━━━ Page text ━━━
October 11, 2022 – Ottawa, Ontario – Department of Justice Canada 

The Honourable David Lametti, Minister of Justice and Attorney General of Canada, today announced the following appointments under the judicial application process established in 2016. This process emphasizes transparency, merit, and the diversity of the Canadian population, and will continue to ensure the appointment of jurists who meet the highest standards of excellence and integrity.

Melanie Del Rizzo, K.C., Partner at Smyth Woodland Del Rizzo Barrett in St. John’s, is appointed a Judge of the Supreme Court of Newfoundland and Labrador, Family Division, in Grand-Falls Windsor. Justice Del Rizzo fills one of three positions allocated to the Family Division further to the Budget Implementation Act, 2018, No.1.

Thomas J. Johnson, K.C., Lawyer at O’Dea Earle in St. John’s, is appointed a Judge of the Supreme Court of Newfoundland and Labrador. Justice Johnson replaces Justice R. McGrath (St. John’s), who was appointed Associate Chief Justice of the Supreme Court of Newfoundland and Labrador on May 27, 2022.  Due to internal Court transfers, the vacancy is located in Corner Brook.


“I wish Justices Del Rizzo and Johnson every success as they take on their new roles. I am confident they will serve the people of Newfoundland and Labrador well as members of the Supreme Court.”
━━━ Information given ━━━
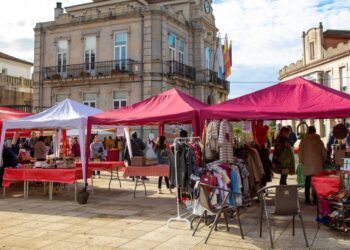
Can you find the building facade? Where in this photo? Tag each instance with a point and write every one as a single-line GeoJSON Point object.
{"type": "Point", "coordinates": [326, 60]}
{"type": "Point", "coordinates": [113, 53]}
{"type": "Point", "coordinates": [15, 82]}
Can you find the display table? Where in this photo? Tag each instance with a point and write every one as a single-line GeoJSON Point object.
{"type": "Point", "coordinates": [112, 155]}
{"type": "Point", "coordinates": [109, 166]}
{"type": "Point", "coordinates": [27, 175]}
{"type": "Point", "coordinates": [325, 184]}
{"type": "Point", "coordinates": [138, 172]}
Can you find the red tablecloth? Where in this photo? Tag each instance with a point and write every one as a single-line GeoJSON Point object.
{"type": "Point", "coordinates": [157, 170]}
{"type": "Point", "coordinates": [39, 174]}
{"type": "Point", "coordinates": [112, 155]}
{"type": "Point", "coordinates": [103, 165]}
{"type": "Point", "coordinates": [325, 184]}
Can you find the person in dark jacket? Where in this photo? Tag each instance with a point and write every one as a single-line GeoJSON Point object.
{"type": "Point", "coordinates": [292, 136]}
{"type": "Point", "coordinates": [161, 150]}
{"type": "Point", "coordinates": [283, 161]}
{"type": "Point", "coordinates": [9, 160]}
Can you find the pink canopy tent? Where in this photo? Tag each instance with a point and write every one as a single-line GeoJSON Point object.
{"type": "Point", "coordinates": [10, 114]}
{"type": "Point", "coordinates": [297, 98]}
{"type": "Point", "coordinates": [169, 107]}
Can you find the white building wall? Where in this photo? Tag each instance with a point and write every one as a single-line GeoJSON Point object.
{"type": "Point", "coordinates": [16, 68]}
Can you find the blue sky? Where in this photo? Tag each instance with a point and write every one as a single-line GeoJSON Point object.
{"type": "Point", "coordinates": [266, 34]}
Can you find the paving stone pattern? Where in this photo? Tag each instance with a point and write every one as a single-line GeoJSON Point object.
{"type": "Point", "coordinates": [114, 219]}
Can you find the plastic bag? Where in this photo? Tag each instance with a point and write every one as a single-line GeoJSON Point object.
{"type": "Point", "coordinates": [300, 176]}
{"type": "Point", "coordinates": [150, 154]}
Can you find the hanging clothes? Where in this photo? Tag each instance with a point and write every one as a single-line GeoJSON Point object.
{"type": "Point", "coordinates": [211, 140]}
{"type": "Point", "coordinates": [226, 142]}
{"type": "Point", "coordinates": [260, 132]}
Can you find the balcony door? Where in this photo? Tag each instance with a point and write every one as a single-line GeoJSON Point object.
{"type": "Point", "coordinates": [172, 52]}
{"type": "Point", "coordinates": [62, 58]}
{"type": "Point", "coordinates": [90, 55]}
{"type": "Point", "coordinates": [207, 63]}
{"type": "Point", "coordinates": [120, 51]}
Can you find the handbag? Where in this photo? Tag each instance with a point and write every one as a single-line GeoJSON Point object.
{"type": "Point", "coordinates": [300, 176]}
{"type": "Point", "coordinates": [209, 179]}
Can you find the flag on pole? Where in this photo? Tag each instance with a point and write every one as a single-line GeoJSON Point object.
{"type": "Point", "coordinates": [220, 59]}
{"type": "Point", "coordinates": [230, 53]}
{"type": "Point", "coordinates": [227, 63]}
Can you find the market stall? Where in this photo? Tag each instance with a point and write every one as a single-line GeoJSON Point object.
{"type": "Point", "coordinates": [297, 98]}
{"type": "Point", "coordinates": [169, 107]}
{"type": "Point", "coordinates": [67, 114]}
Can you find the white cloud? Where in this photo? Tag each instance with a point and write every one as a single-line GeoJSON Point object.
{"type": "Point", "coordinates": [266, 34]}
{"type": "Point", "coordinates": [17, 21]}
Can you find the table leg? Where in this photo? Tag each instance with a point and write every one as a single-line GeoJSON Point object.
{"type": "Point", "coordinates": [75, 191]}
{"type": "Point", "coordinates": [137, 180]}
{"type": "Point", "coordinates": [110, 180]}
{"type": "Point", "coordinates": [50, 190]}
{"type": "Point", "coordinates": [92, 184]}
{"type": "Point", "coordinates": [25, 189]}
{"type": "Point", "coordinates": [144, 185]}
{"type": "Point", "coordinates": [120, 183]}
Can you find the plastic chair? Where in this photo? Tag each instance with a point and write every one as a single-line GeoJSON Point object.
{"type": "Point", "coordinates": [217, 210]}
{"type": "Point", "coordinates": [286, 203]}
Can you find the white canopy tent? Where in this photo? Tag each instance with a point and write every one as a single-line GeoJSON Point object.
{"type": "Point", "coordinates": [67, 114]}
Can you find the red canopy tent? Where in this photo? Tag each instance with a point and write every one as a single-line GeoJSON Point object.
{"type": "Point", "coordinates": [297, 98]}
{"type": "Point", "coordinates": [9, 114]}
{"type": "Point", "coordinates": [169, 107]}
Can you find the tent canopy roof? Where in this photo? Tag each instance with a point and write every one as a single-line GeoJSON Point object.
{"type": "Point", "coordinates": [297, 98]}
{"type": "Point", "coordinates": [9, 114]}
{"type": "Point", "coordinates": [66, 114]}
{"type": "Point", "coordinates": [172, 106]}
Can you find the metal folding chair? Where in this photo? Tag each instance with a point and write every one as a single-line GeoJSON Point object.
{"type": "Point", "coordinates": [217, 210]}
{"type": "Point", "coordinates": [286, 203]}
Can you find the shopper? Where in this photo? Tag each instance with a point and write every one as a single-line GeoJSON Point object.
{"type": "Point", "coordinates": [40, 150]}
{"type": "Point", "coordinates": [292, 137]}
{"type": "Point", "coordinates": [312, 156]}
{"type": "Point", "coordinates": [330, 142]}
{"type": "Point", "coordinates": [283, 161]}
{"type": "Point", "coordinates": [75, 149]}
{"type": "Point", "coordinates": [97, 151]}
{"type": "Point", "coordinates": [29, 144]}
{"type": "Point", "coordinates": [162, 153]}
{"type": "Point", "coordinates": [9, 160]}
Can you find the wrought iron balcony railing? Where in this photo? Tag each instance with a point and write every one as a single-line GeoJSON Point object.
{"type": "Point", "coordinates": [91, 69]}
{"type": "Point", "coordinates": [212, 77]}
{"type": "Point", "coordinates": [180, 69]}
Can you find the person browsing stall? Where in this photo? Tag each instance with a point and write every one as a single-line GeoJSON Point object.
{"type": "Point", "coordinates": [29, 144]}
{"type": "Point", "coordinates": [75, 149]}
{"type": "Point", "coordinates": [162, 152]}
{"type": "Point", "coordinates": [97, 151]}
{"type": "Point", "coordinates": [312, 155]}
{"type": "Point", "coordinates": [40, 150]}
{"type": "Point", "coordinates": [283, 161]}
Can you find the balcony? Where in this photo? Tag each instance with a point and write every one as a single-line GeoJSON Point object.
{"type": "Point", "coordinates": [211, 76]}
{"type": "Point", "coordinates": [86, 70]}
{"type": "Point", "coordinates": [179, 69]}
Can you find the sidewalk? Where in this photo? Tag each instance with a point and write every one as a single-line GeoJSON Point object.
{"type": "Point", "coordinates": [113, 219]}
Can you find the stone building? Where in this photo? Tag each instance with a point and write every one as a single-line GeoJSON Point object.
{"type": "Point", "coordinates": [112, 53]}
{"type": "Point", "coordinates": [326, 60]}
{"type": "Point", "coordinates": [15, 82]}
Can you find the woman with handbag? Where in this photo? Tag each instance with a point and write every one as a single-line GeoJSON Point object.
{"type": "Point", "coordinates": [162, 152]}
{"type": "Point", "coordinates": [312, 156]}
{"type": "Point", "coordinates": [283, 161]}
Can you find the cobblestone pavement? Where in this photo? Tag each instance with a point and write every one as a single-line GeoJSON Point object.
{"type": "Point", "coordinates": [114, 219]}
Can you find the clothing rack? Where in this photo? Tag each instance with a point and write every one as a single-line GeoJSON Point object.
{"type": "Point", "coordinates": [180, 217]}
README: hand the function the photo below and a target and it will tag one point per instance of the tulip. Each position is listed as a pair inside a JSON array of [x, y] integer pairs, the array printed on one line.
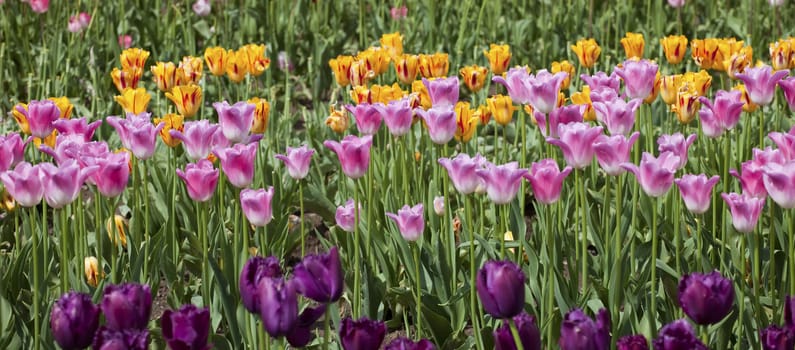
━━━
Continue the announcement of the Newfoundland and Labrador judicial appointments, starting after its last sentence.

—The Hon. David Lametti, Minister of Justice and Attorney General of Canada


Justice Melanie Del Rizzo, K.C., was born and raised in St. John’s, Newfoundland and Labrador. She graduated with a B.Sc. (Hons) from Memorial University of Newfoundland, obtained her LL.B. from McGill University in 1994, was called to the Newfoundland and Labrador Bar in 1995, and obtained certification in alternative dispute resolution in 2012.

Justice Del Rizzo has practiced in small firms throughout her career, and for the last 24 years with the St. John’s law firm now known as Smyth Woodland Del Rizzo Barrett. She served on the Canadian Bar Association National Board of Directors and is a past chair of the Canadian Bar Association National Family Section, and was a recipient of the Newfoundland and Labrador Law Society’s Gordon M. Stirling Distinguished Service Award. She has been a regular presenter at the Bar Admission Course, and has participated in various continuing legal education and public legal education sessions, both locally and nationally, and has served as mentor to many young lawyers throughout her career. She was appointed King’s Counsel in 2019.

Justice Del Rizzo has served on various volunteer boards, including 9 years on School Councils at her children’s schools, as well as 12 years on the City of St. John’s Heritage Committee. She has spent a good part of her life (34 seasons and counting) playing with the Gower Youth Band and Gower Community Band programs.

Justice Del Rizzo is married to John Del Rizzo and is mom to Amelia and Gabe.

Justice Thomas J. Johnson, K.C., graduated from Memorial University with a B.A. in 1991, and from the University of New Brunswick Law School with an LL.B with Distinction in 1994. When he graduated from law school, he was awarded the Lieutenant Governor’s Medal for highest academic standing.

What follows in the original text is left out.